On 23 December 2021 the European Commission published the third Anti-Tax Avoidance Directive (hereinafter: “ATAD 3”).
The purpose of ATAD 3 is to prevent tax abuse of shell companies, letterbox companies and flow-through companies.
Legal entities lacking the minimal substance and economic activity continue to pose risk of being used for improper tax purposes, such as tax evasion and tax avoidance.
The European Commission admits that there may be valid reasons for the use of such entities but it is necessary to take further action to tackle situations where taxpayers evade their obligations under tax law or act against the actual purpose of tax law by misusing undertakings that do not perform any actual economic activity. This leads to a lower taxpayers’ overall tax liability.
ATAD 3 introduces a filtering system for the entities in scope, which have to comply with a number of indicators. These levels of indicators constitute a type of “gateway”. ATAD 3 sets out three gateways (explained below). If a company crosses all three gateways, it will be required to annually report more information to the tax authorities through its tax return
STEP 1: Does the entity fall within the scope of ATAD 3? (Self-Assessment)
The scope of ATAD 3 is broad and covers all undertakings that are considered a tax resident and are eligible to receive a tax residence certificate in a Member State.
STEP 2: Does the entity cross all 3 gateways? (Self-Assessment)
Once it has been established that the entity falls within the scope of ATAD 3, the entity must self-assess whether it meets the cumulative gateway criteria.
- CRITERIUM 1: more than 75% of the revenues accruing to the undertaking in the preceding two tax years is relevant income.
********************
### [TASK LIST]
(a) Reproduce the ATAD 3 text verbatim from "ATAD 3 introduces" to "cumulative gateway criteria.".
(b) Continue the ATAD 3 text after its last sentence.

### [SOURCE MATERIAL]
********************
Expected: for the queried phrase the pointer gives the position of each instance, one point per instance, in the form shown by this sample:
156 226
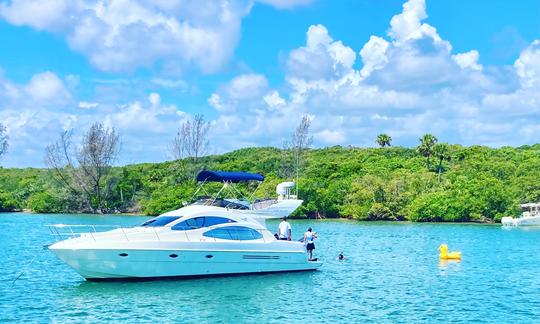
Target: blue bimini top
********************
### [WRITTEN ANSWERS]
(a)
ATAD 3 introduces a filtering system for the entities in scope, which have to comply with a number of indicators. These levels of indicators constitute a type of “gateway”. ATAD 3 sets out three gateways (explained below). If a company crosses all three gateways, it will be required to annually report more information to the tax authorities through its tax return
STEP 1: Does the entity fall within the scope of ATAD 3? (Self-Assessment)
The scope of ATAD 3 is broad and covers all undertakings that are considered a tax resident and are eligible to receive a tax residence certificate in a Member State.
STEP 2: Does the entity cross all 3 gateways? (Self-Assessment)
Once it has been established that the entity falls within the scope of ATAD 3, the entity must self-assess whether it meets the cumulative gateway criteria.

(b)
- CRITERIUM 2: the undertaking is engaged in cross-border activity on any of the following grounds
- more than 60% of the book value of the undertaking’s assets that fall within the scope was located outside the Member State of the undertaking in the preceding two tax years;
- at least 60% of the undertaking’s relevant income is earned or paid out via cross-border transactions;
- CRITERIUM 3: in the preceding two tax years, the undertaking outsources the administration of day-to-day operations and the decision-making on significant functions.
- This does not mean general outsourcing, however it concerns outsourcing of key functions of the entity.
STEP 3: Does the entity fail to meet all three substance indicators?
Once the entity passes the three gateways, the entity must report the following in its tax return:
(i) if the undertaking has own/exclusive premises in a Member State;
(ii) if the undertaking has at least one own active bank account in the EU;
(iii) if the undertaking’s directors or full-time employees are appropriately qualified and resident close to the undertaking
All of the above must be substantiated with a satisfactory documentary evidence.
If the entity does not meet the minimum substance or it does not provide satisfactory documentary evidence, the entity is deemed to be a “shell”.
Under conditions, the entity may request an exemption from its obligations under the ATAD 3.
The entity is deemed a shell. What’s next?
If the entity is considered to be a shell, several tax consequences will occur.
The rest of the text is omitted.